===== Data records
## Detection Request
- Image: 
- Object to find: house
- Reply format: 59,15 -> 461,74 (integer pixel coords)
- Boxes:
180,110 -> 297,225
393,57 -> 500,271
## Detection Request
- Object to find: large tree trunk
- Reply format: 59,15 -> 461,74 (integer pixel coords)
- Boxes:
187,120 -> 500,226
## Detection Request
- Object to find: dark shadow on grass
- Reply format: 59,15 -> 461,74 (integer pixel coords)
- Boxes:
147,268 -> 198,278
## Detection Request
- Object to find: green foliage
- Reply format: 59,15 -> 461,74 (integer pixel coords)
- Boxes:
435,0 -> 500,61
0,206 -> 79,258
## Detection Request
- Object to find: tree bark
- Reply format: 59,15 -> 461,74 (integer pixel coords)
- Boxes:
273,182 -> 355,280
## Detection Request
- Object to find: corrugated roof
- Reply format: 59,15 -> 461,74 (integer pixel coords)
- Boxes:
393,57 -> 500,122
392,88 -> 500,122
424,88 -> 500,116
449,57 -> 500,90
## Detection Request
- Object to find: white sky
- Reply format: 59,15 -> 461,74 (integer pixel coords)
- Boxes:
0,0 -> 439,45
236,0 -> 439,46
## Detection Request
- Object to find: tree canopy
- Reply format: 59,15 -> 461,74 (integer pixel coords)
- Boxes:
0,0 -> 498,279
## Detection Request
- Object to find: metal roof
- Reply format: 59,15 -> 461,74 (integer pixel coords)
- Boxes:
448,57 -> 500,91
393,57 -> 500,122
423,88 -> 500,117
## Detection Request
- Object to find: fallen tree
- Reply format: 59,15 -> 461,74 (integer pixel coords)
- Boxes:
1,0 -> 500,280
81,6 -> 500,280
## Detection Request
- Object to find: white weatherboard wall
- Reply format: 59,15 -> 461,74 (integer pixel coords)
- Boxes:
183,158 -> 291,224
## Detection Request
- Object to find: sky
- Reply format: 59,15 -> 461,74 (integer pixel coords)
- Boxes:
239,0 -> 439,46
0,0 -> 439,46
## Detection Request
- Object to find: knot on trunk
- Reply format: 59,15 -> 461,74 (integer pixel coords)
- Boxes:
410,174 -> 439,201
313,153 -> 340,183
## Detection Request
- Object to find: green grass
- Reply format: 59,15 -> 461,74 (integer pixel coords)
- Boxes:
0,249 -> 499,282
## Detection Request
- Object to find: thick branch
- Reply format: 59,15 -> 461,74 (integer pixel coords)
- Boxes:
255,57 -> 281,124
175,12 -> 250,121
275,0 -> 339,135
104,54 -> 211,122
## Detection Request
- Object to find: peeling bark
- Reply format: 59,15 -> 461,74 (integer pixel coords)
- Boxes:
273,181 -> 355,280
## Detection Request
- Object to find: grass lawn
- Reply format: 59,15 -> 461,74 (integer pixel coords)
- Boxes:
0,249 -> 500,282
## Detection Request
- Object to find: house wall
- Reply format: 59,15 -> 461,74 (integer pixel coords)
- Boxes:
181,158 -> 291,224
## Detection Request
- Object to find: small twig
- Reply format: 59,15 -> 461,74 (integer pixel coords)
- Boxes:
==========
▶ **Challenge**
Which of the lines above contain the word "roof"? Report each of them in full.

▶ **Task response**
- Object to find: corrugated roof
- Object to find: metal roof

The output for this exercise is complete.